:: DATA ::

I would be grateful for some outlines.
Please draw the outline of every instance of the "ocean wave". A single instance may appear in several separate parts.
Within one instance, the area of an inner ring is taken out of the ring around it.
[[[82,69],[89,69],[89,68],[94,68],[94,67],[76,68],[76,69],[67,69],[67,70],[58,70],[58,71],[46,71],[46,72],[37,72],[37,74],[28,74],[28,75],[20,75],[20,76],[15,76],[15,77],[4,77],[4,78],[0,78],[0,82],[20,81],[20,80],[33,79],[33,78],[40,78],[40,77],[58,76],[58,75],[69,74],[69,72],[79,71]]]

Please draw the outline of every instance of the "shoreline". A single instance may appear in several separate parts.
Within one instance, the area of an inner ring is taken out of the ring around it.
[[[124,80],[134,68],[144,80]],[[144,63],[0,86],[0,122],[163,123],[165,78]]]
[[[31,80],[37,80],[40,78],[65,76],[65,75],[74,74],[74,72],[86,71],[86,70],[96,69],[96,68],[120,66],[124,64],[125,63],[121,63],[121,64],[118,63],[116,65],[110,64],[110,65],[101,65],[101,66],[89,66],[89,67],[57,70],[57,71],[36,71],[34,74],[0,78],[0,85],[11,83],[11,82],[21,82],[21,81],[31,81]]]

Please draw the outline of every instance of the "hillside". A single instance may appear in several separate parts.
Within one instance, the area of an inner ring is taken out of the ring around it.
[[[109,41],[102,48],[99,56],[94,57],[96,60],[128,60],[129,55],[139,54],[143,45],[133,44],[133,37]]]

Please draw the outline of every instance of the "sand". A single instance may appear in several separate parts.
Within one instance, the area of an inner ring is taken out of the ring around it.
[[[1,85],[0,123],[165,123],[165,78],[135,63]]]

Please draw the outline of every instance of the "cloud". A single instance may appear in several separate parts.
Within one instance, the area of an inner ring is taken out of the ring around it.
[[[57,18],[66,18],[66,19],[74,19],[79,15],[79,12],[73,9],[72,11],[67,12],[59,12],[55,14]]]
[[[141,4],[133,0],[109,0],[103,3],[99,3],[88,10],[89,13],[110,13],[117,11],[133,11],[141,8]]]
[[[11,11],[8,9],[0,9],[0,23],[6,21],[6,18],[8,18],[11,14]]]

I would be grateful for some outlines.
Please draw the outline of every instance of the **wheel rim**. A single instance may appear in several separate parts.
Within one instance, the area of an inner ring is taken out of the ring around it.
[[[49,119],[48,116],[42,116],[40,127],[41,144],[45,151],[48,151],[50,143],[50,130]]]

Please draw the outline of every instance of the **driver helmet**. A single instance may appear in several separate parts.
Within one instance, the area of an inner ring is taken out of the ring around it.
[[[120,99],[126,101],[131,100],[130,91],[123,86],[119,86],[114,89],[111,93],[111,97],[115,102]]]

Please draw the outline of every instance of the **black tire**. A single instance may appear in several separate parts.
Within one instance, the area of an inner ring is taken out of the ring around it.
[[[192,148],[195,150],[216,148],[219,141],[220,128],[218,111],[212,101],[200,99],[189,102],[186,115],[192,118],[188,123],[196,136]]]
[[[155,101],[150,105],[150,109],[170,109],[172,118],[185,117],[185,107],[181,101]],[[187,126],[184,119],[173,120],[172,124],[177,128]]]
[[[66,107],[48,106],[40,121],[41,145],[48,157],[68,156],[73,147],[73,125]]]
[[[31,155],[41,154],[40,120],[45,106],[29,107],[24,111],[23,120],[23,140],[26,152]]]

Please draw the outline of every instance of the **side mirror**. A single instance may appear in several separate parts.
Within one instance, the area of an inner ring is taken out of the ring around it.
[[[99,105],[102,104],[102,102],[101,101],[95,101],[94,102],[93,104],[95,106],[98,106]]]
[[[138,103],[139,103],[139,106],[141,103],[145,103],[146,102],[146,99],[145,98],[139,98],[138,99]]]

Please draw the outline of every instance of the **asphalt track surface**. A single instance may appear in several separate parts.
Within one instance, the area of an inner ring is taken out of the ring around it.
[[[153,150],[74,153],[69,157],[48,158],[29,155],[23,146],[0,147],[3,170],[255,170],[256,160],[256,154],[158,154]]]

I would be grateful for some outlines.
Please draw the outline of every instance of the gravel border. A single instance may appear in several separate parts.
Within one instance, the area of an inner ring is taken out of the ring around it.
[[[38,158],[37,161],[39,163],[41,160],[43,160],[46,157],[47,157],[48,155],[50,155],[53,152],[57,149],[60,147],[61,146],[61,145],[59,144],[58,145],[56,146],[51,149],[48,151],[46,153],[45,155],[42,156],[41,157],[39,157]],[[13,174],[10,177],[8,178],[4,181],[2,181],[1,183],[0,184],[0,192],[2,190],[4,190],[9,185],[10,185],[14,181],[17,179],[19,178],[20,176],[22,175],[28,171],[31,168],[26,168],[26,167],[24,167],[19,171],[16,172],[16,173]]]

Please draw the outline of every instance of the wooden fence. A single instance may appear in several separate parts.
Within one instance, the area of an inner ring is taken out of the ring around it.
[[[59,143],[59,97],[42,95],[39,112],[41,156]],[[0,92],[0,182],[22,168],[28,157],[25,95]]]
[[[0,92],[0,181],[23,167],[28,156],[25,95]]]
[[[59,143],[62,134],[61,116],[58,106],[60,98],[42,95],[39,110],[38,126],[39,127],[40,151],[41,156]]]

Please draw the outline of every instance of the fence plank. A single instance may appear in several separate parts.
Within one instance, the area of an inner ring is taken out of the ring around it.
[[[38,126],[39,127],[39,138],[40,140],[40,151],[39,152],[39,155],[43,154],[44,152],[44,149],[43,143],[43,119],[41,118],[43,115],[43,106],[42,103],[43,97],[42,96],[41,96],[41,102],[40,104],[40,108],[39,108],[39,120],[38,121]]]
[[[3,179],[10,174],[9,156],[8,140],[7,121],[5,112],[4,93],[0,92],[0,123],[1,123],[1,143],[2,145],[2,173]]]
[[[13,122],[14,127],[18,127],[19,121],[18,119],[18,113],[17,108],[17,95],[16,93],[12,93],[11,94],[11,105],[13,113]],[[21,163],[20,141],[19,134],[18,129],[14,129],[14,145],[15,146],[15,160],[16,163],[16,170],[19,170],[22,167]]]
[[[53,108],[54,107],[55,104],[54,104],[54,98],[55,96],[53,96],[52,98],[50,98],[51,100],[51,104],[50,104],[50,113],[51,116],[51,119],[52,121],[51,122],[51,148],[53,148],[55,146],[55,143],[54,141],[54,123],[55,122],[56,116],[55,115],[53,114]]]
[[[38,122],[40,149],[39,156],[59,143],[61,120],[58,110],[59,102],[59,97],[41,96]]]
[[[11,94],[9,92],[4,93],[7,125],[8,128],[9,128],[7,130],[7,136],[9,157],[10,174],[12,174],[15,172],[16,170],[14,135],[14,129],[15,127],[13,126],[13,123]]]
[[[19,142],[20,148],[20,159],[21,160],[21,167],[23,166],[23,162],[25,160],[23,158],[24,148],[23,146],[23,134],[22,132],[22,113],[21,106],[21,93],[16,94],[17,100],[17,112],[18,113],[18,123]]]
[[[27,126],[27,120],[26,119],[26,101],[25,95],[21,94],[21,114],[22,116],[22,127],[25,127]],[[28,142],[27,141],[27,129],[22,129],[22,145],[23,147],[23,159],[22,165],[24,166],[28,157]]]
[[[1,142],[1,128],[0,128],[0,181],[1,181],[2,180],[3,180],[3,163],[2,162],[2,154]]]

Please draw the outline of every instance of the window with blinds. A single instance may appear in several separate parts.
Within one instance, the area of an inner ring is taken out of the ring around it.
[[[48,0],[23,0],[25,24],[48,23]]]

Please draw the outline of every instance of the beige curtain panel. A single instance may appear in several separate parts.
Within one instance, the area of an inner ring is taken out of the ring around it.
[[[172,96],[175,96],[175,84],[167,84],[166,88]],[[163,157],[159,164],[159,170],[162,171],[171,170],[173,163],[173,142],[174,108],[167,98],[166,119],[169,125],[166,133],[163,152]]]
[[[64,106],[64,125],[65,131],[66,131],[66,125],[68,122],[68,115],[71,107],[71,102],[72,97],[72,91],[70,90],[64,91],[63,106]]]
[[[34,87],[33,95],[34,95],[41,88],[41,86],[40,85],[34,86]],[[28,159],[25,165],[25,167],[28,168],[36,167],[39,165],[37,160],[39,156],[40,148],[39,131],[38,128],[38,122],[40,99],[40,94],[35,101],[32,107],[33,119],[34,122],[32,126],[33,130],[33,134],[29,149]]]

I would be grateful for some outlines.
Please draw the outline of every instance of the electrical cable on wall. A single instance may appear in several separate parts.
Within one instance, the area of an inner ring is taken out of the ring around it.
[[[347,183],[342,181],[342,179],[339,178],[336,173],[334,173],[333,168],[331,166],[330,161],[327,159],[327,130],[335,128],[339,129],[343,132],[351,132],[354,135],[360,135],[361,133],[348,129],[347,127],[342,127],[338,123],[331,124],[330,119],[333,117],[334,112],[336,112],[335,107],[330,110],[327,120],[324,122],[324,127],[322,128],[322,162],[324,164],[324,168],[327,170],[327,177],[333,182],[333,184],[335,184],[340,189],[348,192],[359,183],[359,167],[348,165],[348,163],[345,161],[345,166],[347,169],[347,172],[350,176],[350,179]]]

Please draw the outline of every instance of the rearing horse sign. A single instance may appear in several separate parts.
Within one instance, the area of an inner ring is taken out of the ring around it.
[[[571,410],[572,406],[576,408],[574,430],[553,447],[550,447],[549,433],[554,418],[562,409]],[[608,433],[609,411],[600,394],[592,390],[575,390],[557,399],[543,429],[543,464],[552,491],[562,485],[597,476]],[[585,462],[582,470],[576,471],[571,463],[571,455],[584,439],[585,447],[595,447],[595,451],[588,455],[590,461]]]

:::
:: DATA ::

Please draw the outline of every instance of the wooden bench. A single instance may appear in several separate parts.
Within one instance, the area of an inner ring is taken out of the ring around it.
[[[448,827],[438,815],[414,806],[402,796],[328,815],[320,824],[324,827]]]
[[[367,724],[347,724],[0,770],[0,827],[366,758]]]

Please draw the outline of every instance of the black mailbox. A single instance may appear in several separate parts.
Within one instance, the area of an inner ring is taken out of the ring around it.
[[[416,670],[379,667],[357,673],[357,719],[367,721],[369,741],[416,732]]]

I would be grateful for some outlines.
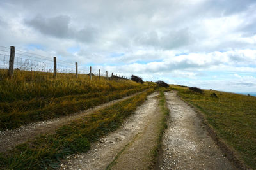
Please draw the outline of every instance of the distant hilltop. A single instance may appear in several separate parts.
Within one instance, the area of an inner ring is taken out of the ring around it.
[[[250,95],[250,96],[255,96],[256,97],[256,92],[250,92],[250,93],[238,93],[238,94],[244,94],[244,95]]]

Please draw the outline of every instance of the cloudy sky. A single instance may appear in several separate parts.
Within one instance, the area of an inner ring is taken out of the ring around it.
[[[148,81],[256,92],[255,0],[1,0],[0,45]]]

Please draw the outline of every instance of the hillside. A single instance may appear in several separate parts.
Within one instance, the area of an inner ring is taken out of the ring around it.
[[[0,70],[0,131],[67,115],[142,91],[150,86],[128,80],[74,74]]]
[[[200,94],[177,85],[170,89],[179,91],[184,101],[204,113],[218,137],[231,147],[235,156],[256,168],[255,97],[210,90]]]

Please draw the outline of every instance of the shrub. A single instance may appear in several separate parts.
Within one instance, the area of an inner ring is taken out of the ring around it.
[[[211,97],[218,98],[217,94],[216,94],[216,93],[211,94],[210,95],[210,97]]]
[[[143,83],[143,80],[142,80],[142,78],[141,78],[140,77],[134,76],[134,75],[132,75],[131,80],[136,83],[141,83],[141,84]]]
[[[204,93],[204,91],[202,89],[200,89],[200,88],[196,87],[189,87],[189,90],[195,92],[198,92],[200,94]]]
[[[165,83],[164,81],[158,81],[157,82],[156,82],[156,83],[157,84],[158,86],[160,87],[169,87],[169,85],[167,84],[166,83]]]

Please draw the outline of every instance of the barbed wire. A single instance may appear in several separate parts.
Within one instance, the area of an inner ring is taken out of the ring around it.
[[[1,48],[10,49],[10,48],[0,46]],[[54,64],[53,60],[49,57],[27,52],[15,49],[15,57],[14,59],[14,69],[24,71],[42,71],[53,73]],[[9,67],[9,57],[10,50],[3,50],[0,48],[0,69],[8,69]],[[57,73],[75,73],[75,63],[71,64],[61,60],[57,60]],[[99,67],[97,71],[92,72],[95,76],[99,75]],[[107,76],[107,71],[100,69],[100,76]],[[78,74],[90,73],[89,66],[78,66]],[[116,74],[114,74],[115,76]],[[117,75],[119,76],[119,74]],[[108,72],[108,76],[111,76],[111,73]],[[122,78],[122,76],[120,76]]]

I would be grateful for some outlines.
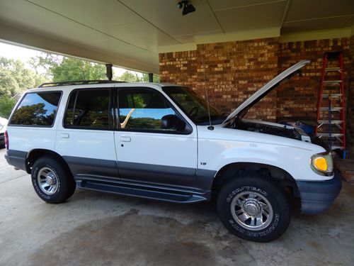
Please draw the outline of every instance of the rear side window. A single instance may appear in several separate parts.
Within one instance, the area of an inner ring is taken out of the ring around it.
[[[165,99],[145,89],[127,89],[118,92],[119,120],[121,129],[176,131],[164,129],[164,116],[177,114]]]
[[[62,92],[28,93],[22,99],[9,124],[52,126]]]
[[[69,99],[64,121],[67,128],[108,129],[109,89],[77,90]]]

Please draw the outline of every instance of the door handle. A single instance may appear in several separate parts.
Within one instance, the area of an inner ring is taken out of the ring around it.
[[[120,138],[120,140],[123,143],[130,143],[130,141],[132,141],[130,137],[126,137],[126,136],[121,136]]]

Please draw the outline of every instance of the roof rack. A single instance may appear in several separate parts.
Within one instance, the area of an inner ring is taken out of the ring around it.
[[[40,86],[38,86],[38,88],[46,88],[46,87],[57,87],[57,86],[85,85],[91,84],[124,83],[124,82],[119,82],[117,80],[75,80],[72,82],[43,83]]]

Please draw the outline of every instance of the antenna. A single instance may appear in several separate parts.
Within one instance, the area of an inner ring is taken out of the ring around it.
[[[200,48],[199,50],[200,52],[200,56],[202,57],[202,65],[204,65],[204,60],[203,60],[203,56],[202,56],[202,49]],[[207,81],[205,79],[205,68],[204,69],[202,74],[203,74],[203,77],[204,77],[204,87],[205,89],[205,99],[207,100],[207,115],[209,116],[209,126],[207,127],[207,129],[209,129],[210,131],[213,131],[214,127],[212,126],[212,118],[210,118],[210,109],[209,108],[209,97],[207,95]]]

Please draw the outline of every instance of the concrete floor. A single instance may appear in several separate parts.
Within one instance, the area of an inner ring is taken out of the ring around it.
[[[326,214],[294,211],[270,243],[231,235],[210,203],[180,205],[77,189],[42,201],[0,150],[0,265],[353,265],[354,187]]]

:::

◆ **EXERCISE OBJECTIVE**: Count the lines in the two blocks above that contain the string "hillside", matching case exactly, and give only the number.

◆ **RESPONSE TO THIS TASK**: 2